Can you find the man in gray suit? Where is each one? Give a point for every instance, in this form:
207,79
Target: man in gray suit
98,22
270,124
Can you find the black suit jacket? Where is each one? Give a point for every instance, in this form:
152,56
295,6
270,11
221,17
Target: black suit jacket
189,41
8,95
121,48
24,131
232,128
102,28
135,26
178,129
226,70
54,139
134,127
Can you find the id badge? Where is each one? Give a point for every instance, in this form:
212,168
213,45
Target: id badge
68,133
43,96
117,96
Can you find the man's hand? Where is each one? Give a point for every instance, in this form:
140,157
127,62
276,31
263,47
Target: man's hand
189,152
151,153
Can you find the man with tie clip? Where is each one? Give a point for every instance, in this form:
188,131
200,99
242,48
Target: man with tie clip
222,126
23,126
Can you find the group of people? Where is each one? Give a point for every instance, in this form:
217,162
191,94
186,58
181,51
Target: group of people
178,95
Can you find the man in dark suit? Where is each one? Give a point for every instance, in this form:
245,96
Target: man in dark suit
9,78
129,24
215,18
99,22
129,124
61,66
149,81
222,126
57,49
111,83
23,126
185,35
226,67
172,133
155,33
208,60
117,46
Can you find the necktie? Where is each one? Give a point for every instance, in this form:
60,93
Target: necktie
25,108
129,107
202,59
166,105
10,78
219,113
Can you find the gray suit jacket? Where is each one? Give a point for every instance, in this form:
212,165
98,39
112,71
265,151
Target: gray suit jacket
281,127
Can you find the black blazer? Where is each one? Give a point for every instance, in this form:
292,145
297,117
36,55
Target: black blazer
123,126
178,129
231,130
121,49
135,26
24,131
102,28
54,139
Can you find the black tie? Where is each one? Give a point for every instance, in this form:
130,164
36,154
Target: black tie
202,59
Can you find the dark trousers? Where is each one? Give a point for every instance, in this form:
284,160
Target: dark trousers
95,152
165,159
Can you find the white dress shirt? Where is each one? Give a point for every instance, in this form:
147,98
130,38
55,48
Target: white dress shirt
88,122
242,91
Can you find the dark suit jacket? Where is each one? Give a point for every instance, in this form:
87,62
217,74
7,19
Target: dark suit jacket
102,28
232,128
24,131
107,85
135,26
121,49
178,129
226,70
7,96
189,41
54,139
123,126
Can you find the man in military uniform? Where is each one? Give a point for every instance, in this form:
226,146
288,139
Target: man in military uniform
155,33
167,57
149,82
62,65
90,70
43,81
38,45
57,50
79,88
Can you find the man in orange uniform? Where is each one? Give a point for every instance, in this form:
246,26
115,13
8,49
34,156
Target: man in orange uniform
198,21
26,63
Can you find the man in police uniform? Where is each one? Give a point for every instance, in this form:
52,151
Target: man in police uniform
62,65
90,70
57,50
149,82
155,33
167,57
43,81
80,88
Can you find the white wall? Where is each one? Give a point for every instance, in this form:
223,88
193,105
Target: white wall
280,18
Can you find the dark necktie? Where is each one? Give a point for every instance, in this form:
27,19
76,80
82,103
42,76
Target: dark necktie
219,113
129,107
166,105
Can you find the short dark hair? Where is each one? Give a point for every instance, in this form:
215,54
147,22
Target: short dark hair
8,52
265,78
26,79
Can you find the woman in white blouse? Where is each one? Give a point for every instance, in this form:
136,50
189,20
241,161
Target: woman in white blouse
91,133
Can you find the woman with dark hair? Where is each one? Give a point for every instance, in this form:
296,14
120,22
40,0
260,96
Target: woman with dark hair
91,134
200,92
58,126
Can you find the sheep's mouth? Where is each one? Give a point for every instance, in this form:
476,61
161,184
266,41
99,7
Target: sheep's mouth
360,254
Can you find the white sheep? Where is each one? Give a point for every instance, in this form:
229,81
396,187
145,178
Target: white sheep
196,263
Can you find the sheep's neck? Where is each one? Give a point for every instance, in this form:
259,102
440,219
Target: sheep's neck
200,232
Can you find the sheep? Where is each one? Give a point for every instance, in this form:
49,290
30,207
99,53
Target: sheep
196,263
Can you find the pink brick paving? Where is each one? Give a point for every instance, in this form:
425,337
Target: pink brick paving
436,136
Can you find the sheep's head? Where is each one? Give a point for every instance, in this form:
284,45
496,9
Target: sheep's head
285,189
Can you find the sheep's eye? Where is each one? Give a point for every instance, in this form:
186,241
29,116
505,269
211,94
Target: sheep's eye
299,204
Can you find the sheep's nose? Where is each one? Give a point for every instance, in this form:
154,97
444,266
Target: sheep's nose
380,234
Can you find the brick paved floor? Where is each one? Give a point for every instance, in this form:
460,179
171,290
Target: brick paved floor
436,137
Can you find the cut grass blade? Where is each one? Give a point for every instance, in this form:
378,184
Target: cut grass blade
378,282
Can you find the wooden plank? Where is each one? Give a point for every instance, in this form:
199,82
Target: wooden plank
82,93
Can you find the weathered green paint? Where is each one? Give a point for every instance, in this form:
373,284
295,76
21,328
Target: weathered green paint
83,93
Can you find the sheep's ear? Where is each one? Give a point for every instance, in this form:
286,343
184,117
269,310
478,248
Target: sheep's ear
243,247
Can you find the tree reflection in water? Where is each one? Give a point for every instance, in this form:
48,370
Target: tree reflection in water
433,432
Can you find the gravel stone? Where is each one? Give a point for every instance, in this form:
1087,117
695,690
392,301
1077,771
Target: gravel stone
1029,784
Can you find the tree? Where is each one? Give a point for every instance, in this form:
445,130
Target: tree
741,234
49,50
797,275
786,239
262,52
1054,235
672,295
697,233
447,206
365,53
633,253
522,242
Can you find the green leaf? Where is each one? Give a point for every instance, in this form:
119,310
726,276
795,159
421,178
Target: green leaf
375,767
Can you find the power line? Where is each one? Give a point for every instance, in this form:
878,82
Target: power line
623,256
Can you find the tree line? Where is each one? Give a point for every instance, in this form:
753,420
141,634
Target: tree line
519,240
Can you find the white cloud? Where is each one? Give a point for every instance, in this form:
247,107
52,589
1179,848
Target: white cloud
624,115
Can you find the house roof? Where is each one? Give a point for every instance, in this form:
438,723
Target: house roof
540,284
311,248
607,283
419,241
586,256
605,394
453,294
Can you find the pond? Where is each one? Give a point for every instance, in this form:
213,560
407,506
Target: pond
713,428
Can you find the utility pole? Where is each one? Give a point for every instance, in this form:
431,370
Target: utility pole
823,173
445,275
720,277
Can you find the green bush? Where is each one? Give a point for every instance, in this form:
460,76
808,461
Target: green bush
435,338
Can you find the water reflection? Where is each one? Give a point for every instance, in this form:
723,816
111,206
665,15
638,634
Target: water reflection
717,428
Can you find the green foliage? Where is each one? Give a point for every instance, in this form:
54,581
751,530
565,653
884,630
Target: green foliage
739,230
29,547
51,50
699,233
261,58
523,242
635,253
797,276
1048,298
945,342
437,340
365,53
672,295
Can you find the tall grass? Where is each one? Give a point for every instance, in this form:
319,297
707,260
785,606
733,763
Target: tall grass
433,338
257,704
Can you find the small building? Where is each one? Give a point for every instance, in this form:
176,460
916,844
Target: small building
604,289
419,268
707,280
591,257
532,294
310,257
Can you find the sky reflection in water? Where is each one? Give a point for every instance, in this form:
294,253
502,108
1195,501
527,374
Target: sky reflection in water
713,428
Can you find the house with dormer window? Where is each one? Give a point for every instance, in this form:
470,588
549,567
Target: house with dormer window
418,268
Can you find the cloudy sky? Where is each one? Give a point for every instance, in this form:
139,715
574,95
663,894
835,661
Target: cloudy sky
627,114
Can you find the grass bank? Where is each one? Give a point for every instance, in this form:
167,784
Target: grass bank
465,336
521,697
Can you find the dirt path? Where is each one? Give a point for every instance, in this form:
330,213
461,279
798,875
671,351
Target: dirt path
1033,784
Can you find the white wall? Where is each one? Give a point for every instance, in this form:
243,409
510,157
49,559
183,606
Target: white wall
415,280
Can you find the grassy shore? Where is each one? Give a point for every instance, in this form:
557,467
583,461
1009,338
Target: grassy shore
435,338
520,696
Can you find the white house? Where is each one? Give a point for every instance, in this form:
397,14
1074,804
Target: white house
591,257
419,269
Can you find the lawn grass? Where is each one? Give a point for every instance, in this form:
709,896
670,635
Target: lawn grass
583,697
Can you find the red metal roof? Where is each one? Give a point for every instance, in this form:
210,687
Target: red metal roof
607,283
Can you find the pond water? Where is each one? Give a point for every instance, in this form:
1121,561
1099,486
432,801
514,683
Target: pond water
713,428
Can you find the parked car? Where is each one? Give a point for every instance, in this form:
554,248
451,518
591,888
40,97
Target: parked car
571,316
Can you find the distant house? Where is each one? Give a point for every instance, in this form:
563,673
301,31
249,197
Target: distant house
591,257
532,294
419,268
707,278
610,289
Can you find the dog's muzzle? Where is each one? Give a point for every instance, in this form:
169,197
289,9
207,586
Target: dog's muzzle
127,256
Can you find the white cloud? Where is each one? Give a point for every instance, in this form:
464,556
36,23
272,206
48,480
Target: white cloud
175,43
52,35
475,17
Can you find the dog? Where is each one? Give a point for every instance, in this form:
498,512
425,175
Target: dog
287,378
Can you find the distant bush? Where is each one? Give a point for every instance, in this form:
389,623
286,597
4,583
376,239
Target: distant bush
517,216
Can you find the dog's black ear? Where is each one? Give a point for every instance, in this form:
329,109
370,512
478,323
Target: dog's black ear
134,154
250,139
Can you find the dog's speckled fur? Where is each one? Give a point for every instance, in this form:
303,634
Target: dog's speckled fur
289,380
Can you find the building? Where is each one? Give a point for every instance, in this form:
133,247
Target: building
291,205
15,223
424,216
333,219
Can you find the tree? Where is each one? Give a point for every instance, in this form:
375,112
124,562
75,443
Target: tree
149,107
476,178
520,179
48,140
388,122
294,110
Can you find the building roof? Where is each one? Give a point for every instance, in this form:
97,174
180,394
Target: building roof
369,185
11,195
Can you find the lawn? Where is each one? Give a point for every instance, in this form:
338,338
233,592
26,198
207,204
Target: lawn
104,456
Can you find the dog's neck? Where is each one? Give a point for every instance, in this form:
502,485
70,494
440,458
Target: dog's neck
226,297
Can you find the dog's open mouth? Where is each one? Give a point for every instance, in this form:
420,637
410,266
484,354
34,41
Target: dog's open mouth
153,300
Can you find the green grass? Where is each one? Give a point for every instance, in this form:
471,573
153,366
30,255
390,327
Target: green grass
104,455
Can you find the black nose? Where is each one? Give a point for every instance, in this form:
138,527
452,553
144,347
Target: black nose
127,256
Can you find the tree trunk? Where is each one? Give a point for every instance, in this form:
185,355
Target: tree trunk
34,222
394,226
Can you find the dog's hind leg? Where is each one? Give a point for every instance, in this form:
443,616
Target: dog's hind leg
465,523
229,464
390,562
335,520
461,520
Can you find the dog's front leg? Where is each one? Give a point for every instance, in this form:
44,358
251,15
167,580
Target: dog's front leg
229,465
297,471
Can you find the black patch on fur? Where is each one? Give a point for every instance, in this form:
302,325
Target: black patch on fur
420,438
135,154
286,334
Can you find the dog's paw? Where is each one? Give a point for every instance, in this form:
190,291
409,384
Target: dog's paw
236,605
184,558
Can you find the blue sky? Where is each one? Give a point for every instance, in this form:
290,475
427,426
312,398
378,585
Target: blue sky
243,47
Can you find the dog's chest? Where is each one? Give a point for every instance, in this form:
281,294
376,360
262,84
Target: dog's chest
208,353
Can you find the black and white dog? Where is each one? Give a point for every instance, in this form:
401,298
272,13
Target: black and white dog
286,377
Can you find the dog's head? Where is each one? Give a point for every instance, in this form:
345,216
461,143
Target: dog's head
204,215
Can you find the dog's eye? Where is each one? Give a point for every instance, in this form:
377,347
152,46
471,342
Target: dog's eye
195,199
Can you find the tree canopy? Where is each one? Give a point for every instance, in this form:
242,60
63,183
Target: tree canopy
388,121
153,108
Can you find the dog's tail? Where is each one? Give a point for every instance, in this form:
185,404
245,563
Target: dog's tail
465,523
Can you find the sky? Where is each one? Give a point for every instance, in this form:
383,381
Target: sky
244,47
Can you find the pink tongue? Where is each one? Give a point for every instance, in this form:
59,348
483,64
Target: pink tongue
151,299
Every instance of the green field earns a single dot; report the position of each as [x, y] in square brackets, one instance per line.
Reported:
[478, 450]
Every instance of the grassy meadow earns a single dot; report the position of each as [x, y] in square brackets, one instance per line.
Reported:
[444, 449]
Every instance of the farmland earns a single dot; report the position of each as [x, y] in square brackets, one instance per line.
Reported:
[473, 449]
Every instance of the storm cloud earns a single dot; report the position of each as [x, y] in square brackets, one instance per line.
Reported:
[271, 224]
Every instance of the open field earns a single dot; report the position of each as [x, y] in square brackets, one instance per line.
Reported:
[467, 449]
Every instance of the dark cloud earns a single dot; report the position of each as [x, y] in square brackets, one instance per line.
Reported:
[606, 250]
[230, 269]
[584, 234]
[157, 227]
::::::
Starting with the line that contains "Can you find the blue", write out each line through the end of the listing, exactly as it appears, and include nothing else.

Can you find the blue sky? Where is each one? Give a point for every instance, in this form:
290,475
427,426
312,398
378,585
Target: blue sky
243,47
Can you find the dog's chest? Where is each one? Give a point for every instance, in this form:
281,294
376,360
262,84
Target: dog's chest
208,353
Can you find the black and white dog? Where is each one? Give a point for every instance, in this form:
401,298
272,13
Target: black and white dog
286,377
Can you find the dog's head? Where is each one? Give a point for every instance, in this form:
345,216
461,143
Target: dog's head
204,215
Can you find the dog's eye? Where is each one? Give a point for every instance, in this form:
377,347
152,46
471,342
Target: dog's eye
195,199
Can you find the tree canopy? Where is each one? Give a point for every instance, in this form:
242,60
63,183
Target: tree canopy
388,121
153,108
Can you find the dog's tail? Where is each one? Give a point for every instance, in this form:
185,404
245,563
Target: dog's tail
465,523
Can you find the sky? Where is each one? Give a point for every instance, in this form:
383,381
Target: sky
244,47
Can you find the pink tongue? Where is each one? Give a point for every instance, in this form:
59,348
483,64
Target: pink tongue
151,299
Every instance of the green field earns a single dot; report the position of each as [x, y] in square brackets, one instance per line.
Reported:
[478, 450]
Every instance of the grassy meadow earns a single dot; report the position of each as [x, y] in square brackets, one instance per line.
Reported:
[444, 449]
Every instance of the farmland earns a single dot; report the position of each as [x, y] in square brackets, one instance per line.
Reported:
[473, 449]
Every instance of the storm cloud earns a single dot; report the position of each as [x, y] in square brackets, one instance per line.
Reported:
[271, 224]
Every instance of the open field earns a single dot; report the position of each as [x, y] in square brackets, one instance per line.
Reported:
[467, 449]
Every instance of the dark cloud earns a single dot; report the position of each as [x, y] in square brackets, one instance per line.
Reported:
[606, 250]
[230, 269]
[584, 234]
[157, 227]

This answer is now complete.